TAREAS DEL EJERCICIO
A - Pasa al inglés esta oración del texto sobre la oración en Sant'Egidio: «En la oración común se ve claramente, además del misterio de la filiación, el de la fraternidad.»
B - Transcribe sin cambios el pasaje del texto sobre la oración en Sant'Egidio que se abre con las palabras que contienen «Las Comunidades de» y se cierra con «a los hombres.».

La oración es el corazón de la vida de la Comunidad de Sant’Egidio, su primera “obra”. Cuando termina el día todas las Comunidades, tanto si son grandes como si son pequeñas, se reúnen alrededor del Señor para escuchar su Palabra y dirigirse a Él en su invocación. Los discípulos no pueden sino estar a los pies de Jesús, como María de Betania, para elegir la “mejor parte” (Lc 10,42) y aprender de Él sus mismos sentimientos (cfr. Flp 2,5).

Siempre que la Comunidad vuelve al Señor, hace suya la súplica del discípulo anónimo: “¡Señor, enséñanos a orar” (Lc 11,1). Y Jesús, maestro de oración, continúa contestando: “Cuando oréis, decid: Abbá, Padre”.

Cuando oramos, aunque lo hagamos dentro de nuestro corazón, nunca estamos aislados ni somos huérfanos, porque somos en todo momento miembros de la familia del Señor. En la oración común se ve claramente, además del misterio de la filiación, el de la fraternidad.

Las Comunidades de Sant'Egidio que hay por el mundo se reúnen en los distintos lugares que destinan a la oración y presentan al Señor las esperanzas y los dolores de los hombres y mujeres “vejados y abatidos” de los que habla el Evangelio (Mt 9,37). En aquella gente de entonces se incluyen los habitantes de las ciudades contemporáneas, los pobres que son marginados de la vida, todos aquellos que esperan que alguien les contrate (cfr. Mt 20).

La oración común recoge el grito, la aspiración, el deseo de paz, de curación, de sentido de la vida y de salvación que hay en los hombres y las mujeres de este mundo. La oración nunca es vacía. Sube incesante al Señor para que el llanto se transforme en alegría, la desesperación en felicidad, la angustia en esperanza y la soledad en comunión. Y para que el Reino de Dios llegue pronto a los hombres.

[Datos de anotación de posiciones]

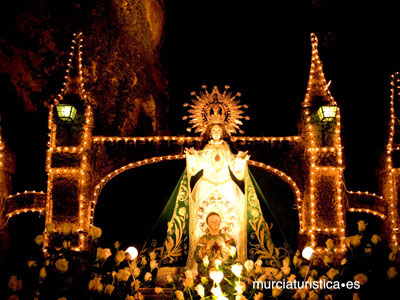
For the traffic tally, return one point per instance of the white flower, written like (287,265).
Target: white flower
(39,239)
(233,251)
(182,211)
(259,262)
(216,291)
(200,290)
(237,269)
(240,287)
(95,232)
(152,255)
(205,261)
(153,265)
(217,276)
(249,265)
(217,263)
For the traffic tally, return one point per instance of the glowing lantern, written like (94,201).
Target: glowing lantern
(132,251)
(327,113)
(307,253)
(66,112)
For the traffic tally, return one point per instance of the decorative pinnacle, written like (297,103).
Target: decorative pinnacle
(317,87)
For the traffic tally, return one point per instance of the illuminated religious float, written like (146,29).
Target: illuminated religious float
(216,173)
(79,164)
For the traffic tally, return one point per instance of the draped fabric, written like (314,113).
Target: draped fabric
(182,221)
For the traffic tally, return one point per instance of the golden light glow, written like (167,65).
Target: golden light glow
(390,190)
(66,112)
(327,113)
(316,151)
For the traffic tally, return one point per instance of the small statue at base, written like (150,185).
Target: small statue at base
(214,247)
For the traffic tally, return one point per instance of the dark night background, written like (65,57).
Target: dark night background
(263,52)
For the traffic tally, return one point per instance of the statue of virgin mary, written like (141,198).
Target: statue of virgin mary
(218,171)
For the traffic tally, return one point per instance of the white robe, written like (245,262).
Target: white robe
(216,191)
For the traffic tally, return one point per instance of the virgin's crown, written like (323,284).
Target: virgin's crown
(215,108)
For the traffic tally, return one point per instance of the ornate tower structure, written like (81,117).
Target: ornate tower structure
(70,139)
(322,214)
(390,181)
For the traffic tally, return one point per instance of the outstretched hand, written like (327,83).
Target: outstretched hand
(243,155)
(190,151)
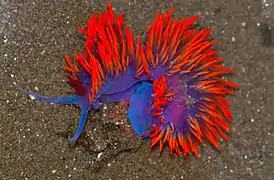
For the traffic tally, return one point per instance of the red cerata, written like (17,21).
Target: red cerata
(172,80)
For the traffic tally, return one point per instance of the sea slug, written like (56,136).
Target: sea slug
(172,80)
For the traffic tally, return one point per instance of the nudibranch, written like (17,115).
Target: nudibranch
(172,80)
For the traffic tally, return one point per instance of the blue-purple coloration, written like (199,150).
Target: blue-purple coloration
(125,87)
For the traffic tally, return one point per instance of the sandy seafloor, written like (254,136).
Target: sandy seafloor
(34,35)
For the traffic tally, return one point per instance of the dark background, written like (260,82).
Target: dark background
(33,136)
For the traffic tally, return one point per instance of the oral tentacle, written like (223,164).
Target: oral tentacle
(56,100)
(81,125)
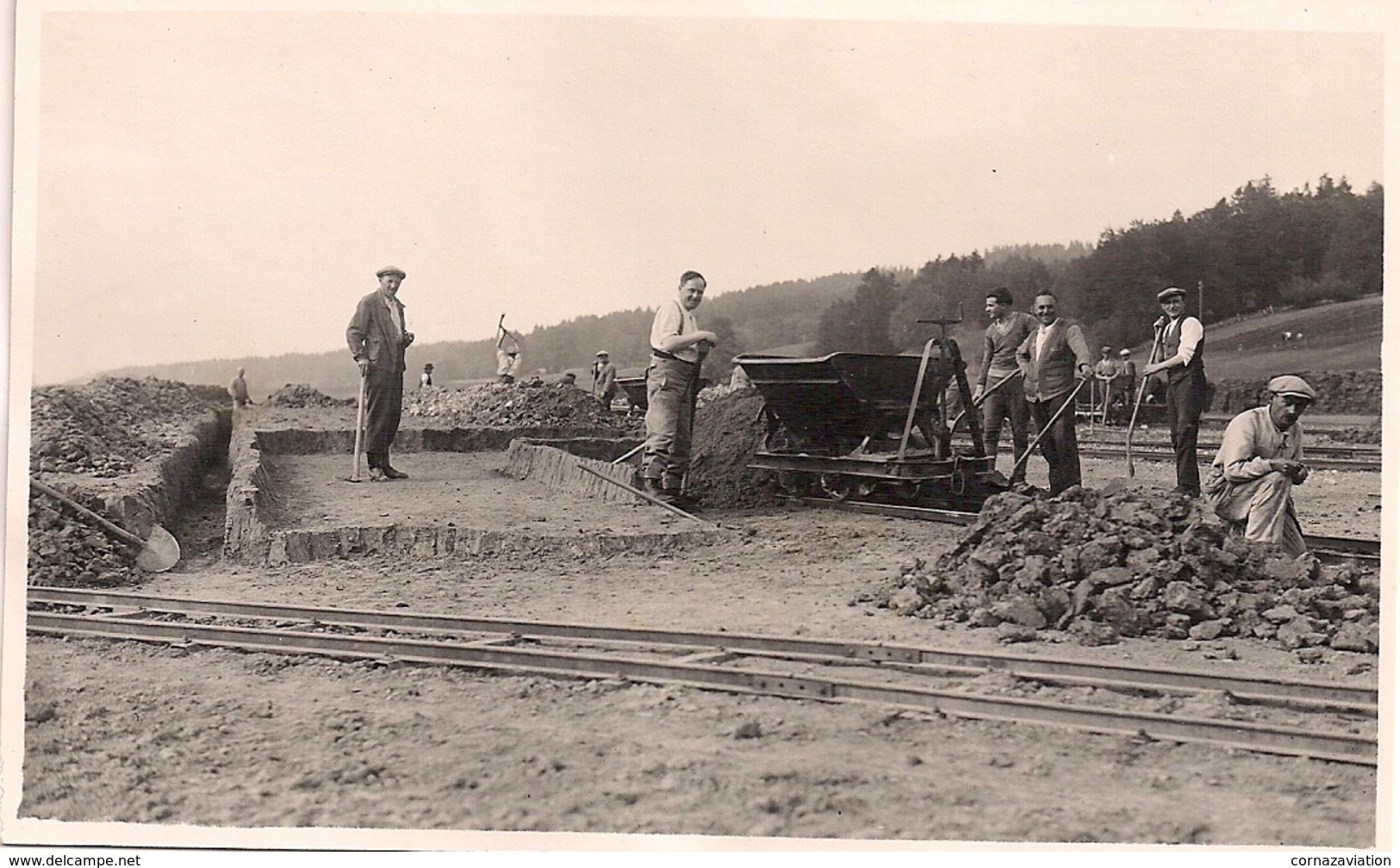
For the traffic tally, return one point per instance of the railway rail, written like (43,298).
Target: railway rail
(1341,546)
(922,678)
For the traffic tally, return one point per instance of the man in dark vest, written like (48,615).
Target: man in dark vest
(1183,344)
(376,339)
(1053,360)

RESPUESTAS POR TAREA
A - In common prayer, besides the mystery of sonship, that of brotherhood is clearly seen.

B -
Las Comunidades de Sant'Egidio que hay por el mundo se reúnen en los distintos lugares que destinan a la oración y presentan al Señor las esperanzas y los dolores de los hombres y mujeres “vejados y abatidos” de los que habla el Evangelio (Mt 9,37). En aquella gente de entonces se incluyen los habitantes de las ciudades contemporáneas, los pobres que son marginados de la vida, todos aquellos que esperan que alguien les contrate (cfr. Mt 20).

La oración común recoge el grito, la aspiración, el deseo de paz, de curación, de sentido de la vida y de salvación que hay en los hombres y las mujeres de este mundo. La oración nunca es vacía. Sube incesante al Señor para que el llanto se transforme en alegría, la desesperación en felicidad, la angustia en esperanza y la soledad en comunión. Y para que el Reino de Dios llegue pronto a los hombres.